__What is expected__
Among the entries below, copy every line that carries the word "segment".

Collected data

= = = = = = =

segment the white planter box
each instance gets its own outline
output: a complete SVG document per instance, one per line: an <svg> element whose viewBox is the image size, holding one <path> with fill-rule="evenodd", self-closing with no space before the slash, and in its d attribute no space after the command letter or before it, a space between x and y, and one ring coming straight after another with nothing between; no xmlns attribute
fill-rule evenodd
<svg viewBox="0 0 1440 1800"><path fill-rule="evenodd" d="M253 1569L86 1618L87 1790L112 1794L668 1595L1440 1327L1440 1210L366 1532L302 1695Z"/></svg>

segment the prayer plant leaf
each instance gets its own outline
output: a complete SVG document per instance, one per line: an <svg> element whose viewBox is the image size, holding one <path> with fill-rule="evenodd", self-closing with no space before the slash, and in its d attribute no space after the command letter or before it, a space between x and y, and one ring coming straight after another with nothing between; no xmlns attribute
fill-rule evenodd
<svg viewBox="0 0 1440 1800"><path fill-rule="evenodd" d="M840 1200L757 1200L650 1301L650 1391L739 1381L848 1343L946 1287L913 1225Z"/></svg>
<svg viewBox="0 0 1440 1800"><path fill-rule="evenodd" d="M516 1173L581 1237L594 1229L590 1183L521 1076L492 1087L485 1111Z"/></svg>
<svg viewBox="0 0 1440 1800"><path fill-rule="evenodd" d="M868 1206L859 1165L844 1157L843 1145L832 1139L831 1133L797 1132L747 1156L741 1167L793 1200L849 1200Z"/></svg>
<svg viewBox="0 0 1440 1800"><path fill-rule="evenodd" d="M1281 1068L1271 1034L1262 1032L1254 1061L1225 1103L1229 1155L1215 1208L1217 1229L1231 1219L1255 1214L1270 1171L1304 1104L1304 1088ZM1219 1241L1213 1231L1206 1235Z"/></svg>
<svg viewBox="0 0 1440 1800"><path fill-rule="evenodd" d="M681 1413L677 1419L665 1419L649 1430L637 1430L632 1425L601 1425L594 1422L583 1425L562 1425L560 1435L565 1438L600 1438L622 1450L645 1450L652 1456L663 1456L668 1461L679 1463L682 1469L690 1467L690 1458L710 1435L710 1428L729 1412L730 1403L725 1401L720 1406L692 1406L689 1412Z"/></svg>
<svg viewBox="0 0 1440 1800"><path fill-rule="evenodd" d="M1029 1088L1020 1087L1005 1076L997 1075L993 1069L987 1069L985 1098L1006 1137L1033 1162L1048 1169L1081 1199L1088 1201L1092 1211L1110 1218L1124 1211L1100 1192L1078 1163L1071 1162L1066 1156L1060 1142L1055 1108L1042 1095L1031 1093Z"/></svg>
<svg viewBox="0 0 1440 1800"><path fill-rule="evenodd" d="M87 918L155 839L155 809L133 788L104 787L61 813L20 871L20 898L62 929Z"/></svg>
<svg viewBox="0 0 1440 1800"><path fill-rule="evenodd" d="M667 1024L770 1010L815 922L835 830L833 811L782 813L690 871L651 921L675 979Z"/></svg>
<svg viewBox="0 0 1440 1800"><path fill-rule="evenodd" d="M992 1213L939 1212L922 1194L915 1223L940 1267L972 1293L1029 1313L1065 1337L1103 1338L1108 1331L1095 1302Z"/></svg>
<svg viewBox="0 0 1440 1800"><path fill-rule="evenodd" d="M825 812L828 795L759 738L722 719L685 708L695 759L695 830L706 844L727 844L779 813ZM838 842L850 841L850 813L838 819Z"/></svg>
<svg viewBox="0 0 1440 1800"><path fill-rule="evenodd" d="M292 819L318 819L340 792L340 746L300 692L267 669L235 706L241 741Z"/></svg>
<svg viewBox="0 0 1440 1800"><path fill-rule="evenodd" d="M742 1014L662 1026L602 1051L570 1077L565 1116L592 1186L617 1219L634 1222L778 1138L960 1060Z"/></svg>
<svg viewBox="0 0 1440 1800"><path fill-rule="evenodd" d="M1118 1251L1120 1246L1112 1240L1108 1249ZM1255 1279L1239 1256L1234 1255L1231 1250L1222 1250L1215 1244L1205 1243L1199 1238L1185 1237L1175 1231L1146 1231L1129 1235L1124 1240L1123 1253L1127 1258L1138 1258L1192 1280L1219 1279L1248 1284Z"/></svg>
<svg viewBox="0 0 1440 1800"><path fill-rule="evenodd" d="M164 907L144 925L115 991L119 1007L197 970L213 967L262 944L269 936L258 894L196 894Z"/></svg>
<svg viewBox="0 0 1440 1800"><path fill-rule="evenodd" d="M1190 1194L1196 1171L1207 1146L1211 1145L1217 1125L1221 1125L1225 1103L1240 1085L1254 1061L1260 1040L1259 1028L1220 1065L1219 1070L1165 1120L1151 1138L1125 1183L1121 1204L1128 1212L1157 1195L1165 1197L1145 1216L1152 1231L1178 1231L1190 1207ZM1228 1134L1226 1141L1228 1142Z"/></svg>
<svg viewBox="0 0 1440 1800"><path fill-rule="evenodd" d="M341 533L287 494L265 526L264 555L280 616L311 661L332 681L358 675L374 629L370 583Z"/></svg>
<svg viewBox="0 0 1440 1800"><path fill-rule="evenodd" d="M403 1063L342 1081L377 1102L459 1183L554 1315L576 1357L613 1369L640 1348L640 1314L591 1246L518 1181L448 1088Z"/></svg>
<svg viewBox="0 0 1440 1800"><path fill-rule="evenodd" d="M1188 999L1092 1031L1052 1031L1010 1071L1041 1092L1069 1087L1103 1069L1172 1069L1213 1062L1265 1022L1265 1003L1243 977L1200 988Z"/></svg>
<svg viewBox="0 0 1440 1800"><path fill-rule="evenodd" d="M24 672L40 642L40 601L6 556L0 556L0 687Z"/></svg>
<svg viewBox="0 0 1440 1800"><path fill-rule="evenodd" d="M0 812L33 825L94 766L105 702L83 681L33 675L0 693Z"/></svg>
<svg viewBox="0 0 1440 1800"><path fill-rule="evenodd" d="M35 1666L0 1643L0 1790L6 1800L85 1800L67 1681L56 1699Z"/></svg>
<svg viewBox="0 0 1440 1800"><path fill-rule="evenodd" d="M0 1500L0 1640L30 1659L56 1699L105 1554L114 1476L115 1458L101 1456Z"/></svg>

= = = = = = =

__Answer box__
segment the white planter box
segment the prayer plant leaf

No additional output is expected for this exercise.